## Problem
Copy every line of the records below, unchanged and in the same order.

## Records shown
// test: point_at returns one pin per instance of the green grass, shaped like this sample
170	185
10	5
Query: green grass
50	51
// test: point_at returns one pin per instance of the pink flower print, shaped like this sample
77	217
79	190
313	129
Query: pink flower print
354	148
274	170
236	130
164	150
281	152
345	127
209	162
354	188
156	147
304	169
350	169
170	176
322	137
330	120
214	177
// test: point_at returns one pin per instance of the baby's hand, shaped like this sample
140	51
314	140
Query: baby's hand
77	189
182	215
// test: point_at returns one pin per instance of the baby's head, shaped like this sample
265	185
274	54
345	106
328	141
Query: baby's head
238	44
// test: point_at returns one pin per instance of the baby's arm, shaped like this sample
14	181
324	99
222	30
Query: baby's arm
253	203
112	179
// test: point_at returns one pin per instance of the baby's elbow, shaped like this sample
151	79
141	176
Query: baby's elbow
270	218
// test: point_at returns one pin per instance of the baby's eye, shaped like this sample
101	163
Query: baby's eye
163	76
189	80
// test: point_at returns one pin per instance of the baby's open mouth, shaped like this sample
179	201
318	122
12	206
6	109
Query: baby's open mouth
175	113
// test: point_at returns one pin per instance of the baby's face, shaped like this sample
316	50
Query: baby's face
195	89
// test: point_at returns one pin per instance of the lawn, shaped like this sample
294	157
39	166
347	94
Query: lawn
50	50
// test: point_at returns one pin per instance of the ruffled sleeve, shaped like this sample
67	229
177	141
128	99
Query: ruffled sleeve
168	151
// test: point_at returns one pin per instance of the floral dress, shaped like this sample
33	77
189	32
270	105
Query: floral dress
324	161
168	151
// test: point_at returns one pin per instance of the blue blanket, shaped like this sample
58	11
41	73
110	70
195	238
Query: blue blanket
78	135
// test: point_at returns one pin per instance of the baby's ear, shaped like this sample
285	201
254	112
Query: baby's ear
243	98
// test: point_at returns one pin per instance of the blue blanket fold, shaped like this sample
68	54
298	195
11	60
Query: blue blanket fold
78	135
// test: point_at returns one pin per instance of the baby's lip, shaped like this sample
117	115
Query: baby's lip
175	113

## Complete answer
// test: point_at returns one pin per instance of the green grass, shaped like this sample
170	185
10	5
Query: green grass
50	51
// test: point_at returns one pin per instance of the pink flower print, shaped like this sample
77	217
79	190
313	129
Query: pink flower print
354	148
274	170
236	130
164	150
281	152
345	127
209	162
354	188
156	147
304	169
350	169
170	176
322	137
330	120
214	177
// test: point_at returns one pin per instance of the baby's hand, shaped like this sample
140	51
314	140
Query: baby's hand
77	189
182	215
// test: point_at returns one pin per instance of the baby's head, shaped like this sample
265	185
274	54
345	106
328	141
Query: baby's head
238	44
// test: point_at returns one pin per instance of the baby's arm, shaped like this sample
14	181
324	99
222	30
Query: baby's arm
253	203
112	179
// test: point_at returns one pin per instance of the baby's elbow, shaped like this sample
151	79
141	176
Query: baby's elbow
270	218
// test: point_at returns one pin per instance of the baby's eye, shaped like this sample
101	163
Query: baby's eye
163	76
189	80
// test: point_at returns one pin per instance of the baby's open mouth, shaped like this sample
179	201
318	122
12	206
6	109
Query: baby's open mouth
175	113
// test: point_at returns one pin per instance of the baby's face, shaped like this sample
316	50
Query: baby's face
195	89
// test: point_at returns one pin per instance of the lawn, shaped like this sample
294	157
39	166
347	94
Query: lawn
50	50
// test: point_at returns one pin per instance of the ruffled sleeve, shaped like this sample
67	229
177	141
128	99
Query: ruffled sleeve
168	151
// test: point_at returns one pin per instance of the floral dress, shaped like this sample
33	77
189	32
270	105
Query: floral dress
324	161
168	151
// test: point_at returns one pin per instance of the blue blanket, shaped like this sample
58	11
41	73
110	70
195	238
Query: blue blanket
78	135
// test: point_at returns one pin per instance of the baby's ear, shaped like this sample
285	201
254	112
Query: baby's ear
243	98
// test: point_at returns one pin per instance of the blue blanket fold, shaped like this sample
68	54
298	195
11	60
Query: blue blanket fold
78	135
// test: point_at returns one pin per instance of the baby's lip, shaped like this sample
117	115
Query: baby's lip
175	113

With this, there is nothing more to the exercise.